Provided text:

• • •

Chapter 07 — Statistical Inference for Bivariate Regression

When the sample is small, how confident can we be about β₂? The normal bell curve underpromises — it does not account for estimating σ itself. That is the job of the t-distribution.

The t-distribution is the small-sample cousin of the normal. It is bell-shaped and symmetric, but its tails are heavier because we have to estimate the population variance from the sample. It is indexed by degrees of freedom (df = n − 2 for bivariate regression), and converges to the normal as df grows — for n > 100 the difference is negligible.

Degrees of freedom 5

Show area

t crit (2.5%)

—

z crit (N(0,1))

1.960

Difference

—

Variance df/(df-2)

—

Try this

Set df = 3 (only n = 5 observations). The t critical value is ≈ 3.18 versus 1.96 for the normal. With tiny samples you need much more extreme t-values to reject.
Slide df to 27 (the house-price sample). t_crit = 2.052, only ~5% above 1.96. At this sample size the t and normal are already close enough that either gives almost the same decision.
Push df to 100. The two curves visually overlap. This is why large-sample theory happily uses the normal approximation.

Take-away: When σ is estimated, the t-distribution is the honest ruler — heavy-tailed for small samples, normal-like for big ones. Read §7.2 in the chapter →

You ran one regression and got one confidence interval. So what does 95% actually mean — about this interval, or about the procedure?

A 95% confidence interval is a statement about the procedure, not this specific interval. Across many resamples, 95% of constructed intervals contain β₂. It does NOT mean there is a 95% probability that β₂ lies inside the one you computed — β₂ is fixed; the interval is the random thing. The formula is b₂ ± t_{n−2, α/2} · se(b₂).

Number of CIs 100

Sample size n 30

Confidence level 95%

True slope

2.0000

Coverage rate

—

Avg CI width

—

Missed

—

Try this

At n = 30 with 100 intervals, count the pink (missed) ones. You should see roughly 5; click Resimulate a few times. The miss rate jitters around 5 — exactly what "95% coverage" promises.
Drop n to 10. Intervals get much wider but coverage stays near 95%. The t-distribution automatically inflates the interval to compensate for small samples.
Switch the confidence level to 80%. Intervals narrow sharply and about 20 in 100 miss. Width and coverage are two ends of the same lever.

Take-away: A CI is an instrument whose long-run hit rate you control — the parameter is fixed; the intervals are the random things. Read §7.3 in the chapter →

Is a slope of $73.77/sq ft really different from a round number like $90? Or from zero? Hypothesis testing turns the question into a reproducible decision.

• • •

Tasks:
• A. According to the regression inference chapter, how many degrees of freedom does the t-distribution have in bivariate regression?
• B. Echo the listing from its first line through the line with "positive clicks: (43, 13)", including both ends, and leave the pictures out.

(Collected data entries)
• • •

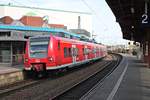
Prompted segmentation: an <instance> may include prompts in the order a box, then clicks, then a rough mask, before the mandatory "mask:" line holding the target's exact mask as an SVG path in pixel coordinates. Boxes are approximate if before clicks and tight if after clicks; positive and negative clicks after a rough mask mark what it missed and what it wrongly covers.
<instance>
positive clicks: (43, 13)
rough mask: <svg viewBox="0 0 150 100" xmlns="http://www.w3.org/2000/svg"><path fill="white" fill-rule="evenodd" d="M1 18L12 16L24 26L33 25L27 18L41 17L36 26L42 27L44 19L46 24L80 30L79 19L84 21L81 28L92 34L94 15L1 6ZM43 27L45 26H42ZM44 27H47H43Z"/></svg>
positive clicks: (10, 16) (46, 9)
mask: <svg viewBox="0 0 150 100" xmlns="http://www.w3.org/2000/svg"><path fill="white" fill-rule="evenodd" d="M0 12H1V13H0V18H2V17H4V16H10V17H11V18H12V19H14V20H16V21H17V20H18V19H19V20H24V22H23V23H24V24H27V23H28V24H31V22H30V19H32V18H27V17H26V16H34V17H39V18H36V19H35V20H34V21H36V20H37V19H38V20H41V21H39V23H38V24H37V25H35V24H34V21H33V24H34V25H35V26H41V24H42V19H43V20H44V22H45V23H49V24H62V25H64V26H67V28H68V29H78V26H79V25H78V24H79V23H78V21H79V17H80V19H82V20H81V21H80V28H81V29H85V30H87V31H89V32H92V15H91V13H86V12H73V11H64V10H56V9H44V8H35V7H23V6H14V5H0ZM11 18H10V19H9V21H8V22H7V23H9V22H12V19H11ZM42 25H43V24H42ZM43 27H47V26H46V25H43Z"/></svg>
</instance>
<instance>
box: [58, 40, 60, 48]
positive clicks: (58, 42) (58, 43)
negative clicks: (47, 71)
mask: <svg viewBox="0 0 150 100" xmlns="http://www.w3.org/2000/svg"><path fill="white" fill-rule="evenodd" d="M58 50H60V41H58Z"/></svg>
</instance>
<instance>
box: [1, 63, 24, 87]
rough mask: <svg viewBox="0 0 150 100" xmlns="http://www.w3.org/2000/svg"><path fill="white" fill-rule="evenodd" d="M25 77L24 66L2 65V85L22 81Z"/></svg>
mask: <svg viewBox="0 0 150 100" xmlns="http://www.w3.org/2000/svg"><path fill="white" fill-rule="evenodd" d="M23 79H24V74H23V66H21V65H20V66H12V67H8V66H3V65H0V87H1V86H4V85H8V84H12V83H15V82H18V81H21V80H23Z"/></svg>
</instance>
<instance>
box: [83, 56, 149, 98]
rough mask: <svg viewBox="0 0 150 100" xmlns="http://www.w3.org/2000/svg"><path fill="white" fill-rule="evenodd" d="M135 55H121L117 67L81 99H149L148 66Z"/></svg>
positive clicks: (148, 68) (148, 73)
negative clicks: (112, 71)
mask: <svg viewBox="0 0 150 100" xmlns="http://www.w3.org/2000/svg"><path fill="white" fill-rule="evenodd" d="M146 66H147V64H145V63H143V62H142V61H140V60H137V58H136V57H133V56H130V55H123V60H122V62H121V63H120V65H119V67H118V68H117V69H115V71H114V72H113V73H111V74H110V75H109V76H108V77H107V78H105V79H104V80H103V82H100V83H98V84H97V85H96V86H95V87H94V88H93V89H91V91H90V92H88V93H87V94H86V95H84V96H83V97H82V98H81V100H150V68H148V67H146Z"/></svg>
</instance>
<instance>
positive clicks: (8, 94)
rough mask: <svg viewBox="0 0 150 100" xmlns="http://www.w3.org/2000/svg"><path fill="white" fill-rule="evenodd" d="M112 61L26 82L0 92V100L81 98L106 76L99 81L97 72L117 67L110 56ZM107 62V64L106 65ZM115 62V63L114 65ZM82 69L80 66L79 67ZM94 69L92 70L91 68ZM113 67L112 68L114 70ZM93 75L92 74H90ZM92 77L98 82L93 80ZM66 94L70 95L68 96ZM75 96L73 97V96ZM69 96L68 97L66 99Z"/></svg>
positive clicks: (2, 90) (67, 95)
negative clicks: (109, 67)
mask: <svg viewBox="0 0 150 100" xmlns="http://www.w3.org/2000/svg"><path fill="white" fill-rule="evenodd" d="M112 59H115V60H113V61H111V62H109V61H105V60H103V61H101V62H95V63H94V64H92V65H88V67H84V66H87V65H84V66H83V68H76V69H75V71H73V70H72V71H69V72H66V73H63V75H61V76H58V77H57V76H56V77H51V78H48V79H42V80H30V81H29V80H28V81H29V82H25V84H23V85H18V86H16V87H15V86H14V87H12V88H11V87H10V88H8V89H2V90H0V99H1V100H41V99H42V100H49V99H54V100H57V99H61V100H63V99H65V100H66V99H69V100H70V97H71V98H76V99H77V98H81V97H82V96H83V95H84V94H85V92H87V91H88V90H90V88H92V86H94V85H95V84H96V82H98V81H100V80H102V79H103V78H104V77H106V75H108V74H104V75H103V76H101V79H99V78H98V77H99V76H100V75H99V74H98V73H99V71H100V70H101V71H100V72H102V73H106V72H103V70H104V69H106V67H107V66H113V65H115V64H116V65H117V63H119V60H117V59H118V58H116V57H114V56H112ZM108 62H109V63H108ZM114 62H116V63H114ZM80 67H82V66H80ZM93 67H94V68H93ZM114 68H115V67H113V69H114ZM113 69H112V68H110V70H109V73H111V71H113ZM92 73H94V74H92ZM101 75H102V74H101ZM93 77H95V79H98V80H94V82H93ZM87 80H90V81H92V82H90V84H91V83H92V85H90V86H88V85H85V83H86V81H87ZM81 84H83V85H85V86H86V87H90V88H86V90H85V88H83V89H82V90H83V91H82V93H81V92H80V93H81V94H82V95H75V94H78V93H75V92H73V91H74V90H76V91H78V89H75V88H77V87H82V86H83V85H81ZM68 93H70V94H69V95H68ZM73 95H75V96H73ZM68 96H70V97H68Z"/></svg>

• • •

Answers per task:
• A. df = n − 2

• B.
Prompted segmentation: an <instance> may include prompts in the order a box, then clicks, then a rough mask, before the mandatory "mask:" line holding the target's exact mask as an SVG path in pixel coordinates. Boxes are approximate if before clicks and tight if after clicks; positive and negative clicks after a rough mask mark what it missed and what it wrongly covers.
<instance>
positive clicks: (43, 13)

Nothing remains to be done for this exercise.